:: What to produce ::
Once the line containing "Query: distant hill" is found in the records below, return it and each following line exactly, up to and including the line containing "x=452, y=63", and nothing else.
[[ Records for the task open ]]
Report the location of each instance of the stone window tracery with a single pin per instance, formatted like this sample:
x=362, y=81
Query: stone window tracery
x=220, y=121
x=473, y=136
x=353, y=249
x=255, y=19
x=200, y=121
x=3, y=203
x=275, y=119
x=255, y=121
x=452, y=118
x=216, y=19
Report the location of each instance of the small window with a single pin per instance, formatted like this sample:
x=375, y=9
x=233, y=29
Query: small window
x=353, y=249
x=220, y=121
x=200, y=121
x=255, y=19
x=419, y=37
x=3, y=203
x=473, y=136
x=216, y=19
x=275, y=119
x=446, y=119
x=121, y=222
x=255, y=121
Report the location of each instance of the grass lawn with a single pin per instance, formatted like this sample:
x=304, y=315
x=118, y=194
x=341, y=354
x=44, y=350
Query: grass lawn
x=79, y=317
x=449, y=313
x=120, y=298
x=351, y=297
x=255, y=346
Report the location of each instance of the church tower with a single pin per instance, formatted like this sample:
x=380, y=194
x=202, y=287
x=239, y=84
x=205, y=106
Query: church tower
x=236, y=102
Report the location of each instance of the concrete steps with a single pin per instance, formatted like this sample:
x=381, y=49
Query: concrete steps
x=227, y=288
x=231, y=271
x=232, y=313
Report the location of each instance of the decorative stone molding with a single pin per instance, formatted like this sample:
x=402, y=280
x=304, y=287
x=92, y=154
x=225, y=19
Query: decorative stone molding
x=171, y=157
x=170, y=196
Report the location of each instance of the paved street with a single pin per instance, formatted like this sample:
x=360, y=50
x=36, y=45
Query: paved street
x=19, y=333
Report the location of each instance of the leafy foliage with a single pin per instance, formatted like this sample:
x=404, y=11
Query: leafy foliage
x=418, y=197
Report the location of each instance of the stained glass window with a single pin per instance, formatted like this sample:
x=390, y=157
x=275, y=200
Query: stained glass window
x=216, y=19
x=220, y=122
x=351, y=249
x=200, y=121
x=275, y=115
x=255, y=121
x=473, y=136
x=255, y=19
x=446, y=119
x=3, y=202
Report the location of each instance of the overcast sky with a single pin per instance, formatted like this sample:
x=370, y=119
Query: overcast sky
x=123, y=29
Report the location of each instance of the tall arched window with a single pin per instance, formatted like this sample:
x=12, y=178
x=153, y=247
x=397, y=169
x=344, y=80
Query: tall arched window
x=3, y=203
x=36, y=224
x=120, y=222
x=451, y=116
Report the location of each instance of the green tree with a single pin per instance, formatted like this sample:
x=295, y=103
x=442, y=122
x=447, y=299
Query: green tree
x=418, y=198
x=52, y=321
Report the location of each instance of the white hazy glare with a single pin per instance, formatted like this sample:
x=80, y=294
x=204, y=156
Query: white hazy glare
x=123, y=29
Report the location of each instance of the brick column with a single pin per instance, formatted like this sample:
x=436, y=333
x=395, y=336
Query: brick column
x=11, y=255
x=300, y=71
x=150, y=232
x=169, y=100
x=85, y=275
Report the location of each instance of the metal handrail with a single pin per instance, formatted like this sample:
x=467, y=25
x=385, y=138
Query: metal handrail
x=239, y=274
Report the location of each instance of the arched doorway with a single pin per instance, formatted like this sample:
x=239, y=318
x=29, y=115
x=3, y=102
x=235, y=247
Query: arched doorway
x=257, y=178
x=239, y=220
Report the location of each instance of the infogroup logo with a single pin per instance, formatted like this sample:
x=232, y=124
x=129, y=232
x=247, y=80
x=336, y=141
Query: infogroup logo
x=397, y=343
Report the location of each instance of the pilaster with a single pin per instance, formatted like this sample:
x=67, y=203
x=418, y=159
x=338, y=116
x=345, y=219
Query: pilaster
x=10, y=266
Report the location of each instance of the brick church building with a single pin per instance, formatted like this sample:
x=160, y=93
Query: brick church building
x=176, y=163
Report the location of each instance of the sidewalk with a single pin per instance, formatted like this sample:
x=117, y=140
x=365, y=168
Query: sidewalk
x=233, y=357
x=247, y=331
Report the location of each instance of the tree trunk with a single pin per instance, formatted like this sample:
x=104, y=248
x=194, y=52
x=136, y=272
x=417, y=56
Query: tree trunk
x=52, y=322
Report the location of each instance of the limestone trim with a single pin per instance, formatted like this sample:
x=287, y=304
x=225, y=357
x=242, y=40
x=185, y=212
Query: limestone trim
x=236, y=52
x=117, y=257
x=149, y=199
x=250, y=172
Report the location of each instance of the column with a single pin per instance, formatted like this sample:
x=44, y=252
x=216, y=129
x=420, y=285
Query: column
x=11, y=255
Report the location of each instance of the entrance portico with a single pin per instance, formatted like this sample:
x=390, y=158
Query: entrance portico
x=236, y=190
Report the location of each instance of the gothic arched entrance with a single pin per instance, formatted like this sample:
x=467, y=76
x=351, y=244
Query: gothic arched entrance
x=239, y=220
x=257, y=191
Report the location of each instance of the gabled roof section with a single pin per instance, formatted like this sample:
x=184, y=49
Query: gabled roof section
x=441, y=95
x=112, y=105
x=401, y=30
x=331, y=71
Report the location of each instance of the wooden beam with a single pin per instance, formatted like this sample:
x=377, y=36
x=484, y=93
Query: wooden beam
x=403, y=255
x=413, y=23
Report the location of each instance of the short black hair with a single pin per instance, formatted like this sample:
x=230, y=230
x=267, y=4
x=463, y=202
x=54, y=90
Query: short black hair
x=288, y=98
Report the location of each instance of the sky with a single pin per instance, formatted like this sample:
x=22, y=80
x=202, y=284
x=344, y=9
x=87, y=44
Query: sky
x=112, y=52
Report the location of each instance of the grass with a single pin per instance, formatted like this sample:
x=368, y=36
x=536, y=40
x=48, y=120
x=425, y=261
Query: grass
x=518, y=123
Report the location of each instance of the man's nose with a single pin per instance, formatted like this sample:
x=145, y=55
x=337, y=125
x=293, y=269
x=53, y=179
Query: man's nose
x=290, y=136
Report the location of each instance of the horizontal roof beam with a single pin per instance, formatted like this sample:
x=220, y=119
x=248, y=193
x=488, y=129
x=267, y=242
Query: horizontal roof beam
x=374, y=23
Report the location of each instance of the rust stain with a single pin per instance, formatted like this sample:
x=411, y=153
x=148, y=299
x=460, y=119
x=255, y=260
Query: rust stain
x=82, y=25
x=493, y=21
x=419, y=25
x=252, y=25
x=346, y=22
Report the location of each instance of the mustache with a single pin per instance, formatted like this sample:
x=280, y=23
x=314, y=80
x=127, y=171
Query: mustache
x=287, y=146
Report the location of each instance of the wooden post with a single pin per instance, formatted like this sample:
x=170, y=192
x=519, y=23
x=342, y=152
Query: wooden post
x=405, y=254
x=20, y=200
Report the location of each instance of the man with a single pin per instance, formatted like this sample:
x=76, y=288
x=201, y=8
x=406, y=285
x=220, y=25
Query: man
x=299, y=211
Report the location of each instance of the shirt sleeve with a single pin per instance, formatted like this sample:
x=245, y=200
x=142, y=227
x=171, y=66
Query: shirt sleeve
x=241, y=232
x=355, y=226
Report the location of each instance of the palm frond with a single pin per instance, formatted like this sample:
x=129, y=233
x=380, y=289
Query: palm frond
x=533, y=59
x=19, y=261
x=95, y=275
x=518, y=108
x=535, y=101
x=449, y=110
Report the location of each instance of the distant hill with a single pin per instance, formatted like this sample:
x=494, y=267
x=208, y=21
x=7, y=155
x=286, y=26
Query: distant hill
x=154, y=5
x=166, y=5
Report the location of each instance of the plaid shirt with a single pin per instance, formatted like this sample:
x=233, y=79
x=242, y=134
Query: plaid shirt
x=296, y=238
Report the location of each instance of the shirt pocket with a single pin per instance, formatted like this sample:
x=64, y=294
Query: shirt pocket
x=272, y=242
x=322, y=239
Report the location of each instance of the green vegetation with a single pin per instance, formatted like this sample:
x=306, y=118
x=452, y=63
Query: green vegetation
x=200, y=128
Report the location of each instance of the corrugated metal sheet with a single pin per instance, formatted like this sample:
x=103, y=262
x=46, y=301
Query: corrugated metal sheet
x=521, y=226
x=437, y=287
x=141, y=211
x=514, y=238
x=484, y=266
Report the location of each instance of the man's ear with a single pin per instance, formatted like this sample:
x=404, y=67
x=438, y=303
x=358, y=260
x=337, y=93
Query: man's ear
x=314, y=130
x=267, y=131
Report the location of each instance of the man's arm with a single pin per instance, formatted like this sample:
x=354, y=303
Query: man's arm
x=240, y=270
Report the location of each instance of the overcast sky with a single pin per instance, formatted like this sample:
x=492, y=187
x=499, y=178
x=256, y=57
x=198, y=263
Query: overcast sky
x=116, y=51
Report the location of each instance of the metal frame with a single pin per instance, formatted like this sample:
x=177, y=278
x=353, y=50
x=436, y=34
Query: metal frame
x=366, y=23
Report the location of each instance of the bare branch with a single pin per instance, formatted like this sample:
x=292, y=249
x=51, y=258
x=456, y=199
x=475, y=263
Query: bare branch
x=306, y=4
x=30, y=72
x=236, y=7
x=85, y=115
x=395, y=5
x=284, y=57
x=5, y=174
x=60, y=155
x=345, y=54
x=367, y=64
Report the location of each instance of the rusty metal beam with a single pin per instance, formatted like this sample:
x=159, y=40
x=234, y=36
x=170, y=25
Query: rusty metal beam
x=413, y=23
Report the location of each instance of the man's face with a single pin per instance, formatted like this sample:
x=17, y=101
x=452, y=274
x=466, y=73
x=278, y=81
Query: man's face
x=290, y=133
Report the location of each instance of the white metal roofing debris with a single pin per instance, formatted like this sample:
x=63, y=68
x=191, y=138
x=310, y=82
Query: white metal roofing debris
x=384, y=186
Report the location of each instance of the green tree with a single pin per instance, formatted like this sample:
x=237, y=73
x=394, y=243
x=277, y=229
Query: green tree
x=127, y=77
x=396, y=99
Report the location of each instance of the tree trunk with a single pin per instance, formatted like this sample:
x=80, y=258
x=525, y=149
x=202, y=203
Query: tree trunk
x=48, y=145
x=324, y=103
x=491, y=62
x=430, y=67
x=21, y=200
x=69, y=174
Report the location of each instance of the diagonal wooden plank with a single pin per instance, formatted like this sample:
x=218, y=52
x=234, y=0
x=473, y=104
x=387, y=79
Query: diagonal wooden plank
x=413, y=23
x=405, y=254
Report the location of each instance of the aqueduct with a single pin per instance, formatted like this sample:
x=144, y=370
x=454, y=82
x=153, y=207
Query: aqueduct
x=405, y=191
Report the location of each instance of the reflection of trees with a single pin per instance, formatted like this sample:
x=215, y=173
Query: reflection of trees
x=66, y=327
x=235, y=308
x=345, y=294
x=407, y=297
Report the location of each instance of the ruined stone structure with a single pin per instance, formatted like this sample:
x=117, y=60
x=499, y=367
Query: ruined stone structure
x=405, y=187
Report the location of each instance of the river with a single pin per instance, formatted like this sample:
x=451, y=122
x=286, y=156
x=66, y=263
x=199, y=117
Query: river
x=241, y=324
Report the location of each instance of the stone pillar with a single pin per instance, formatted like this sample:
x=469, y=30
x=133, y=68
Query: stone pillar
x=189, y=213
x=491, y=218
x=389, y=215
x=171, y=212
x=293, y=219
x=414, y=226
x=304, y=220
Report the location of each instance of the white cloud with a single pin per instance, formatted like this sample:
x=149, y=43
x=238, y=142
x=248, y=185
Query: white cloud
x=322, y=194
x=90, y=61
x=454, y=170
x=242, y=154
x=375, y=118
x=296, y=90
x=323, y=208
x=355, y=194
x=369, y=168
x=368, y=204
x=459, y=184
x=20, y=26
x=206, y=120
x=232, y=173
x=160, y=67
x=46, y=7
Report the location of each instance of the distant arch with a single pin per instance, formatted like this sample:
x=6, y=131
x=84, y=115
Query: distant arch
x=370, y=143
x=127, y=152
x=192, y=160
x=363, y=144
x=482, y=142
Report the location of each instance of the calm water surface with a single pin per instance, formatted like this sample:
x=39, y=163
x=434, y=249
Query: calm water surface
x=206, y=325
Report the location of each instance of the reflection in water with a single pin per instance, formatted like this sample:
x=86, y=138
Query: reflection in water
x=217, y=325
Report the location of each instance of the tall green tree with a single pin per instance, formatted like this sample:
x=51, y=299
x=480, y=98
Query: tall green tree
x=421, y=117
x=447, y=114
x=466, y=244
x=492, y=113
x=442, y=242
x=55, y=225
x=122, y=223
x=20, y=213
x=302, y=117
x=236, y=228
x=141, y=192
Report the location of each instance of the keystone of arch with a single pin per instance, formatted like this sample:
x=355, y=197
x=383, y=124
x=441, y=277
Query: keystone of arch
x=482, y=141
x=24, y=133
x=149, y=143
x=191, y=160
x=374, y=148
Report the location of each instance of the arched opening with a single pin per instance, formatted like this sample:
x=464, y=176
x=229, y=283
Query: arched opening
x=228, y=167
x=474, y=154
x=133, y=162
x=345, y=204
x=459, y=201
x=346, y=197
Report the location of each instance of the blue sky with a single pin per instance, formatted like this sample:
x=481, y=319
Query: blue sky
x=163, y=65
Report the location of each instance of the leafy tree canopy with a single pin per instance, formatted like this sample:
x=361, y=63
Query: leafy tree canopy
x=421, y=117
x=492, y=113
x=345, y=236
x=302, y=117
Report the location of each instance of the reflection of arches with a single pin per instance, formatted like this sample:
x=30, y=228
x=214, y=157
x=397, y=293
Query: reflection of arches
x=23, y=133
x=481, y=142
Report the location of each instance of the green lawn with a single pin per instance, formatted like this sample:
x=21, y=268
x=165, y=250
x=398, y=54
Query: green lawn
[[ Records for the task closed ]]
:: Exercise output ::
Query: distant hill
x=154, y=5
x=166, y=5
Report the location of each instance of the plaid shirt with a single pin per instance, formatted like this sample:
x=233, y=79
x=242, y=134
Query: plaid shirt
x=296, y=238
Report the location of each instance of the shirt pocket with a single pin per instance, formatted like this sample:
x=64, y=294
Query: shirt pocket
x=272, y=242
x=322, y=239
Report the location of each instance of the green vegetation with a single pin per instance, formatted like this sample:
x=306, y=118
x=452, y=63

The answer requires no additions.